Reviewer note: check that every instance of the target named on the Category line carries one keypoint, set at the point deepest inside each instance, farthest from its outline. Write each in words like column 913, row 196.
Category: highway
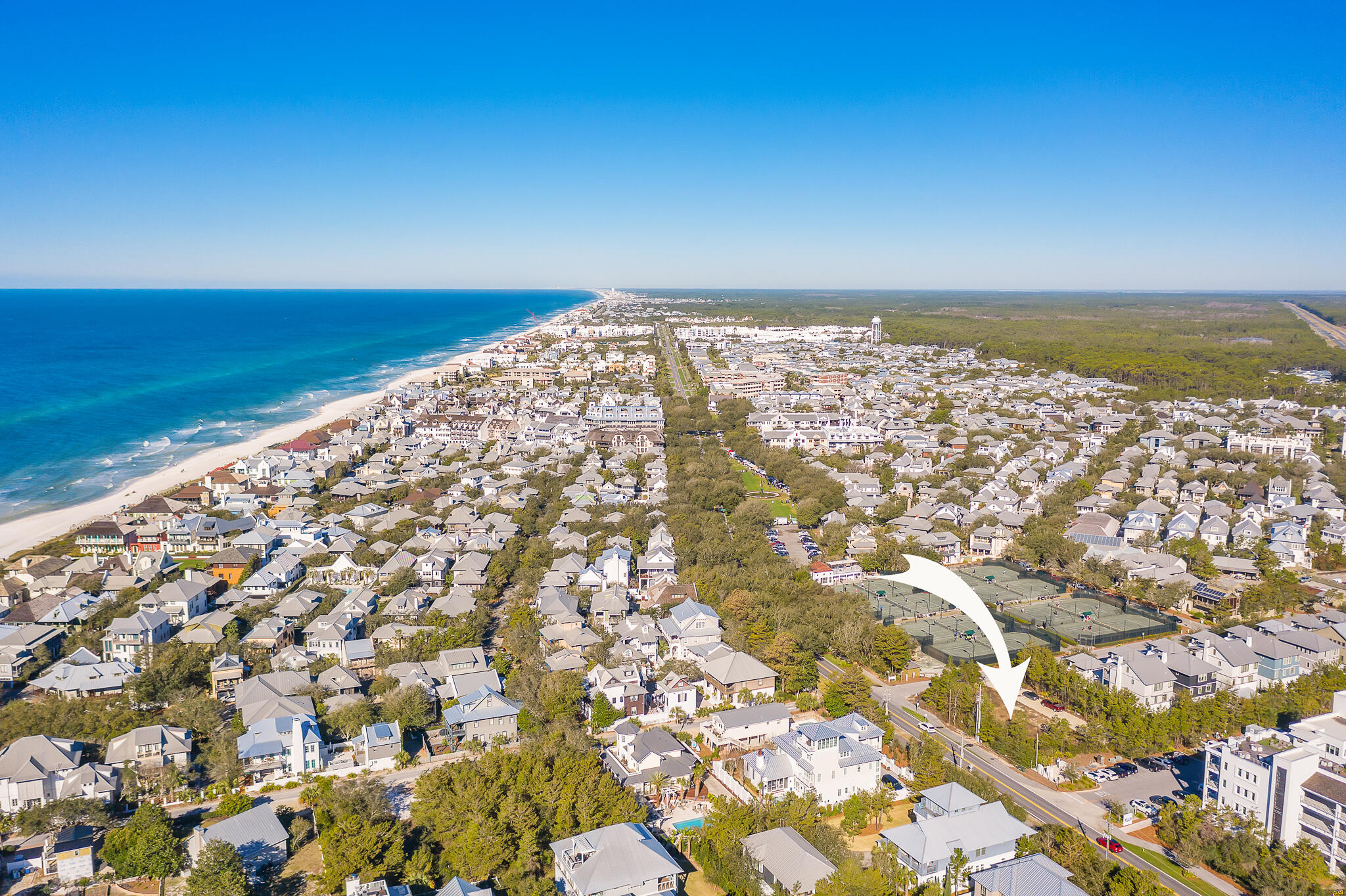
column 680, row 378
column 1334, row 335
column 1011, row 782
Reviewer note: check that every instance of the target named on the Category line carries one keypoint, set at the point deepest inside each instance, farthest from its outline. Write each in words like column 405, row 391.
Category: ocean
column 100, row 386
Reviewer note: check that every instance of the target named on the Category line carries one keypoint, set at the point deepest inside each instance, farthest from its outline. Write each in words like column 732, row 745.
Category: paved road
column 793, row 547
column 680, row 378
column 1046, row 809
column 1334, row 335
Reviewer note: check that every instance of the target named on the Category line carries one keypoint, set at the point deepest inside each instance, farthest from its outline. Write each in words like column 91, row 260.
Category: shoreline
column 27, row 532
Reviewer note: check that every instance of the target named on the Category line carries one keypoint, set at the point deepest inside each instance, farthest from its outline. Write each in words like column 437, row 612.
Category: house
column 69, row 855
column 734, row 675
column 231, row 563
column 377, row 746
column 179, row 600
column 258, row 834
column 82, row 676
column 459, row 887
column 832, row 759
column 782, row 859
column 950, row 817
column 104, row 537
column 275, row 577
column 637, row 757
column 618, row 860
column 746, row 727
column 271, row 634
column 282, row 747
column 127, row 637
column 484, row 715
column 206, row 629
column 227, row 671
column 990, row 541
column 1031, row 875
column 37, row 770
column 151, row 747
column 689, row 625
column 624, row 688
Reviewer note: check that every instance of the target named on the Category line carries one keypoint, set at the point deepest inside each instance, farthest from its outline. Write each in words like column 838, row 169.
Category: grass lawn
column 1162, row 862
column 697, row 885
column 894, row 816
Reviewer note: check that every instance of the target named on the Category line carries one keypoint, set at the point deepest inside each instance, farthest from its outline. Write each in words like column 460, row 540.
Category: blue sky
column 1000, row 146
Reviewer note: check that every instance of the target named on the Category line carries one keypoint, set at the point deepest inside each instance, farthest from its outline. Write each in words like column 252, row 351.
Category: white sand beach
column 27, row 532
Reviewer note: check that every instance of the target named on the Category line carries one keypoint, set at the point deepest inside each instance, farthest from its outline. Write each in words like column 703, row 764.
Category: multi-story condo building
column 1293, row 782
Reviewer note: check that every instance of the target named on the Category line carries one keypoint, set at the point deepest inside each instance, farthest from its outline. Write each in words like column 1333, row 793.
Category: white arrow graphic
column 948, row 585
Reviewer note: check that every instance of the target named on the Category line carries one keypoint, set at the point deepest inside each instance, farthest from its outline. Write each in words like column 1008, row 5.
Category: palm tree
column 905, row 879
column 956, row 871
column 659, row 780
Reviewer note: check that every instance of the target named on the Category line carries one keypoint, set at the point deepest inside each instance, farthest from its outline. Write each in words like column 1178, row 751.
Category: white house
column 950, row 817
column 832, row 759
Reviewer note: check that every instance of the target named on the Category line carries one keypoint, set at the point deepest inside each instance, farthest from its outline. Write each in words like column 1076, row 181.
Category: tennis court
column 1089, row 621
column 956, row 638
column 1007, row 584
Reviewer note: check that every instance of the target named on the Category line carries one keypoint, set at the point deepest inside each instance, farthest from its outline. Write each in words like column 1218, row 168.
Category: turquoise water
column 100, row 386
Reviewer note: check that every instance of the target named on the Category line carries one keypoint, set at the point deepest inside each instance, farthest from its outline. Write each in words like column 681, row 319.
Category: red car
column 1111, row 845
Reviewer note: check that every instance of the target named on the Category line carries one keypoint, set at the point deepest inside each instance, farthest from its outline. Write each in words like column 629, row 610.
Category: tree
column 233, row 803
column 855, row 815
column 956, row 872
column 409, row 707
column 358, row 845
column 62, row 813
column 603, row 712
column 659, row 780
column 222, row 761
column 421, row 868
column 352, row 719
column 218, row 872
column 146, row 847
column 400, row 581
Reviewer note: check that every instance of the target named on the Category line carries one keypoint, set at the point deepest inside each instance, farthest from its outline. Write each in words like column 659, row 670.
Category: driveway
column 793, row 547
column 1035, row 707
column 1146, row 785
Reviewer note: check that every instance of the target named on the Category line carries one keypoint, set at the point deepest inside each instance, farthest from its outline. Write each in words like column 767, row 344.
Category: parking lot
column 787, row 543
column 1182, row 779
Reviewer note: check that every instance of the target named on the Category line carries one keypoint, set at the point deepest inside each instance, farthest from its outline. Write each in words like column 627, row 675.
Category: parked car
column 1111, row 845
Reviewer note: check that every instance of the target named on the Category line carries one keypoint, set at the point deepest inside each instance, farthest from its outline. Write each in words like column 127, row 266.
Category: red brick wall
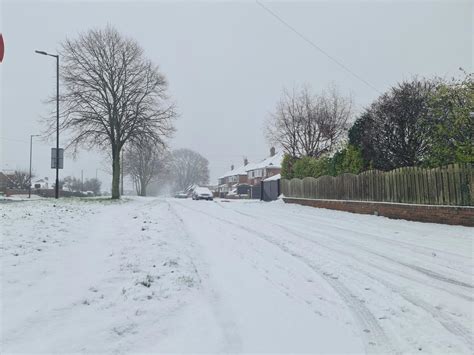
column 422, row 213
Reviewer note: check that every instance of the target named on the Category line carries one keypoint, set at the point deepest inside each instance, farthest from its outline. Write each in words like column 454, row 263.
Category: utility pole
column 31, row 154
column 56, row 193
column 121, row 167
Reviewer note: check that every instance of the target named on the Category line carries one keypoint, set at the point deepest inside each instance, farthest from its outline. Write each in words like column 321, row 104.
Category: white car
column 202, row 193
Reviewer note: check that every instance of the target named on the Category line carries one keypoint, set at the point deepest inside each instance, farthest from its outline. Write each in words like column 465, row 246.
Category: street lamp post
column 56, row 193
column 31, row 154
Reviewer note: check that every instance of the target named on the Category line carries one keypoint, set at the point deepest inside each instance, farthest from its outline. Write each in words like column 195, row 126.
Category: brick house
column 232, row 178
column 266, row 168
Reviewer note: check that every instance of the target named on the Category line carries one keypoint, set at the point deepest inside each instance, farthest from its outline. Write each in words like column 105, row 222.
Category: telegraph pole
column 56, row 193
column 31, row 154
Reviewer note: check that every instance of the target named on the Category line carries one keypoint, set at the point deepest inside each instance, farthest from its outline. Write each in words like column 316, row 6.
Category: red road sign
column 2, row 48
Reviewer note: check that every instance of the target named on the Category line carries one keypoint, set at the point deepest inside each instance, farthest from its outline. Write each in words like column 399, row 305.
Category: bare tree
column 187, row 168
column 20, row 179
column 144, row 163
column 112, row 95
column 309, row 125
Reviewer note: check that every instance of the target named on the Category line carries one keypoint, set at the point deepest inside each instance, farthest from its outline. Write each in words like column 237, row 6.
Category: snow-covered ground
column 168, row 275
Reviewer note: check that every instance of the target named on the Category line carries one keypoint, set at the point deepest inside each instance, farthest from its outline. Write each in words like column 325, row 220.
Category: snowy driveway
column 179, row 275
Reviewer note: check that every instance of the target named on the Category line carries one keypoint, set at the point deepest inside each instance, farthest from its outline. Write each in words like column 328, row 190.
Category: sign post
column 2, row 48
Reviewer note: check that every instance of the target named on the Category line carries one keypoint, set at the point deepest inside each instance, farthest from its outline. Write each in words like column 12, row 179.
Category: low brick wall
column 454, row 215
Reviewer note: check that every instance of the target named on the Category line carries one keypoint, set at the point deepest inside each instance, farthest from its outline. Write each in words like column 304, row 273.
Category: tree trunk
column 115, row 173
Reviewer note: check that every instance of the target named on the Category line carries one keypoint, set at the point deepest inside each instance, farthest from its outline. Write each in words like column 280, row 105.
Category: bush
column 347, row 160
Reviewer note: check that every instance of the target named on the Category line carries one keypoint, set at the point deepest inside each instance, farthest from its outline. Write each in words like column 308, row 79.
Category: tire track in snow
column 375, row 339
column 233, row 341
column 451, row 326
column 334, row 239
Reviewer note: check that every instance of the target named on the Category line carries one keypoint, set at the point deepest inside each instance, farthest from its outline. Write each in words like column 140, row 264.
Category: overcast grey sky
column 227, row 62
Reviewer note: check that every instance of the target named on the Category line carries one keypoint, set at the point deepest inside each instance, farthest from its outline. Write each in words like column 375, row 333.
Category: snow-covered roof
column 270, row 162
column 273, row 178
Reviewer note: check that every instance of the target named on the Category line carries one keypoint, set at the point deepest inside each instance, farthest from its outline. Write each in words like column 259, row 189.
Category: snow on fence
column 447, row 185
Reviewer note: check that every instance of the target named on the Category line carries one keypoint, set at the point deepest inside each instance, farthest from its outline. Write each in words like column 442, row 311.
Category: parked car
column 202, row 193
column 181, row 195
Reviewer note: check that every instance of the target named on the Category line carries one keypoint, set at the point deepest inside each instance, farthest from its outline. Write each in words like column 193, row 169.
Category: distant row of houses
column 246, row 179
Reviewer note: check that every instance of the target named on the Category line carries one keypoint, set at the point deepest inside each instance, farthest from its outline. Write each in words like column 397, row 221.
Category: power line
column 307, row 40
column 13, row 139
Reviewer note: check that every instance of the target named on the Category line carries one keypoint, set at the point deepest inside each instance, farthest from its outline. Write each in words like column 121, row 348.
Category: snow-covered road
column 167, row 275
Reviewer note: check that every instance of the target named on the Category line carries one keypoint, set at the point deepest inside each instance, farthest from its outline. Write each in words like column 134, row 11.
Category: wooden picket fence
column 447, row 185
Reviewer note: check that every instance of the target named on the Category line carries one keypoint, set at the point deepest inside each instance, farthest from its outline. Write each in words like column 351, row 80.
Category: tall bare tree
column 20, row 179
column 187, row 168
column 305, row 124
column 112, row 95
column 144, row 163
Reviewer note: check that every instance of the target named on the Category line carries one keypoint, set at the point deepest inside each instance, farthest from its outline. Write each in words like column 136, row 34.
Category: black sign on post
column 53, row 158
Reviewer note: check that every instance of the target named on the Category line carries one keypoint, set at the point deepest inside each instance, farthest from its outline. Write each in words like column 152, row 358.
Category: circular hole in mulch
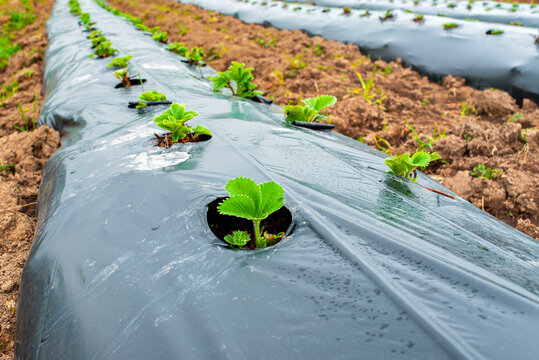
column 222, row 225
column 165, row 140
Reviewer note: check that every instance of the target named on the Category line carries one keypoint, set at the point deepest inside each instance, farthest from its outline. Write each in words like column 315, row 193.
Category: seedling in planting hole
column 388, row 15
column 310, row 110
column 448, row 26
column 252, row 201
column 195, row 56
column 103, row 50
column 160, row 36
column 241, row 77
column 174, row 120
column 482, row 171
column 238, row 239
column 178, row 48
column 6, row 167
column 150, row 96
column 406, row 166
column 119, row 62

> **What this task involves**
Only the lines above starting at the one containing "405, row 391." and ending at the one containing "437, row 612.", both included, are to be returned, exactly as they read.

> **Expected answer**
Reviewer note: check that every instance of the target named on the Category line carries one keypoint, set at the point deepest inside each instance, farthest from its outline. Write each in words like column 405, row 391.
Category: ocean
column 100, row 386
Reviewer note: check that every instance of the target named on the Category line carries one keypoint, set at the point deepest inside each instance, farthest from its outline. Write each in words like column 732, row 745.
Category: paved road
column 793, row 547
column 680, row 378
column 1046, row 809
column 1334, row 335
Reviewer note: check that every instance of the target named on the Category line carries one keypoint, set at the point deepest inside each instance, farthest from its outline. Write each in words like column 91, row 260.
Category: shoreline
column 27, row 532
Reviewer note: check that every instance of the target named on the Category line carries one keypoint, set at the point deepest inside each instance, farthest from its outline. Write each in words like column 437, row 612.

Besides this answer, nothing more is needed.